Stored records
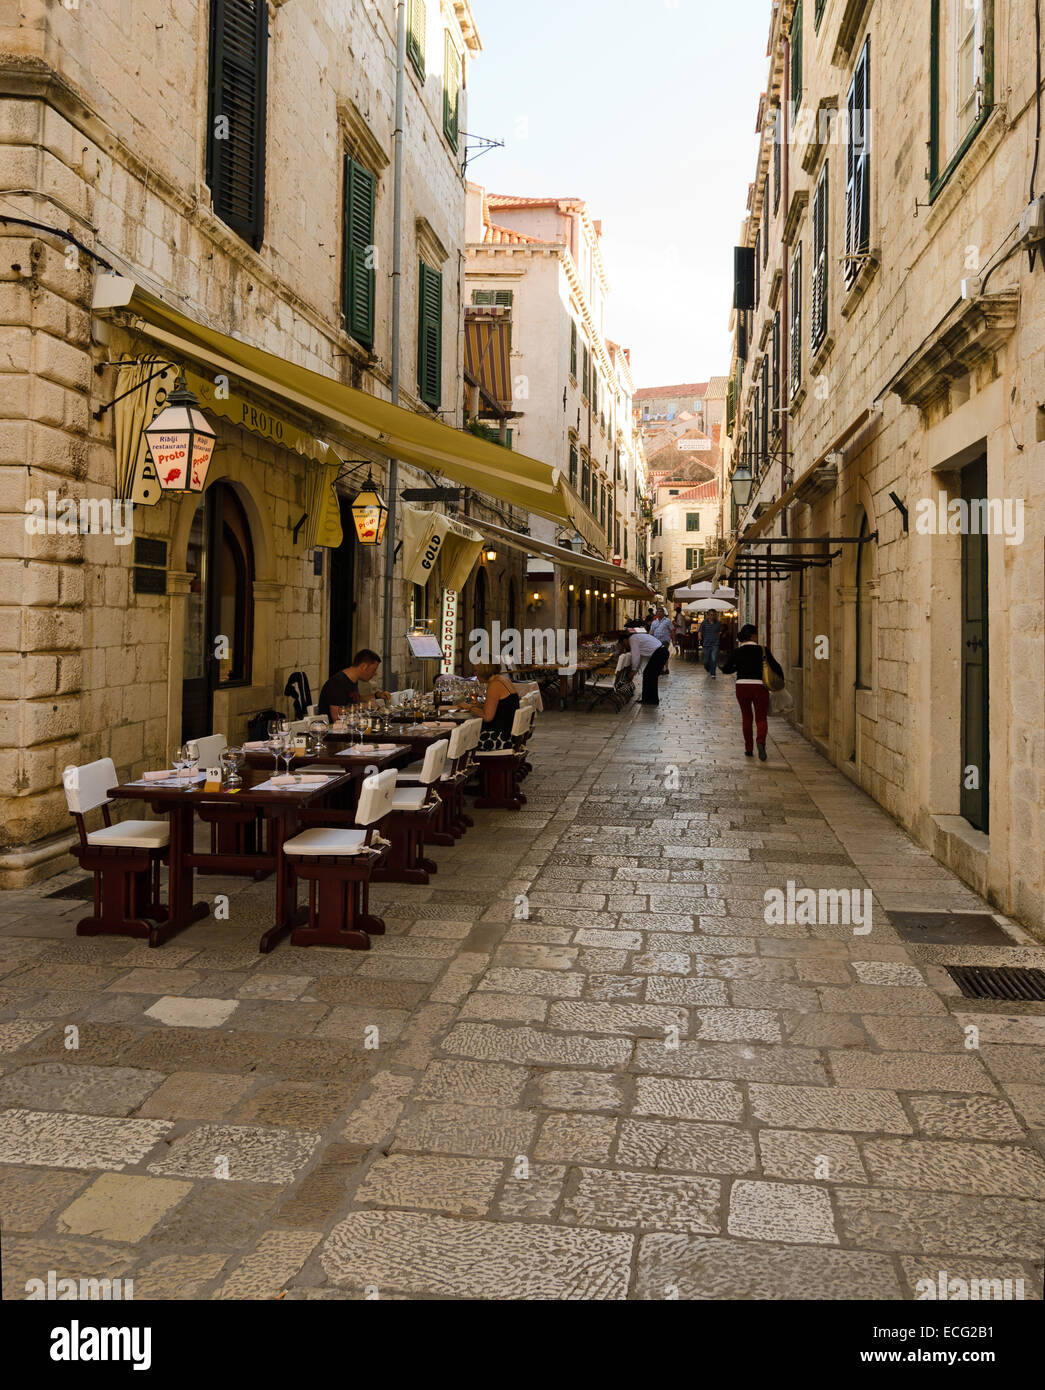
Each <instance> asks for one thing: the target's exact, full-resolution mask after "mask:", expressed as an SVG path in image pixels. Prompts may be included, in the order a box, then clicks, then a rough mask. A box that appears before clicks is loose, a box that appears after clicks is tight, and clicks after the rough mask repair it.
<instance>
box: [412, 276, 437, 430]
mask: <svg viewBox="0 0 1045 1390" xmlns="http://www.w3.org/2000/svg"><path fill="white" fill-rule="evenodd" d="M420 271H421V274H420V285H418V304H417V393H418V396H420V398H421V400H424V403H425V404H427V406H431V409H432V410H438V409H439V406H441V404H442V393H443V361H442V359H443V277H442V274H441V272H439V271H438V270H432V268H431V265H425V263H424V261H420Z"/></svg>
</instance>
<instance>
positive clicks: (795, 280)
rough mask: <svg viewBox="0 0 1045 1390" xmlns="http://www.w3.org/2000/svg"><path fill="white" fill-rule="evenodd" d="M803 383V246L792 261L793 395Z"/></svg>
mask: <svg viewBox="0 0 1045 1390" xmlns="http://www.w3.org/2000/svg"><path fill="white" fill-rule="evenodd" d="M800 385H802V246H800V245H799V246H796V247H795V259H793V260H792V263H791V395H792V396H793V395H795V392H796V391H798V388H799V386H800Z"/></svg>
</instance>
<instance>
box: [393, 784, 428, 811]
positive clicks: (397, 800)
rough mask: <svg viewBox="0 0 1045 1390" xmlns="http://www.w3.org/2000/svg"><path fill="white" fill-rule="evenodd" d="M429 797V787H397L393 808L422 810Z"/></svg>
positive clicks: (398, 809)
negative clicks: (421, 806)
mask: <svg viewBox="0 0 1045 1390" xmlns="http://www.w3.org/2000/svg"><path fill="white" fill-rule="evenodd" d="M427 799H428V787H427V785H425V787H396V794H395V796H393V798H392V810H420V809H421V806H424V803H425V801H427Z"/></svg>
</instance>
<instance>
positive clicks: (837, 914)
mask: <svg viewBox="0 0 1045 1390" xmlns="http://www.w3.org/2000/svg"><path fill="white" fill-rule="evenodd" d="M763 919H764V922H766V924H767V926H784V924H785V923H787V924H788V926H806V927H823V926H838V924H839V923H841V924H842V926H846V927H849V926H850V927H852V929H853V935H855V937H866V935H869V934H870V930H871V890H870V888H798V887H796V885H795V880H793V878H788V883H787V888H767V890H766V912H764V913H763Z"/></svg>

▶ **EXERCISE PROMPT**: Which lines above contain the string "positive"? Copy each of them out in full, with case counting in the match.

▶ **TASK RESPONSE**:
positive clicks: (795, 280)
positive clicks: (397, 800)
positive clicks: (398, 809)
positive clicks: (837, 914)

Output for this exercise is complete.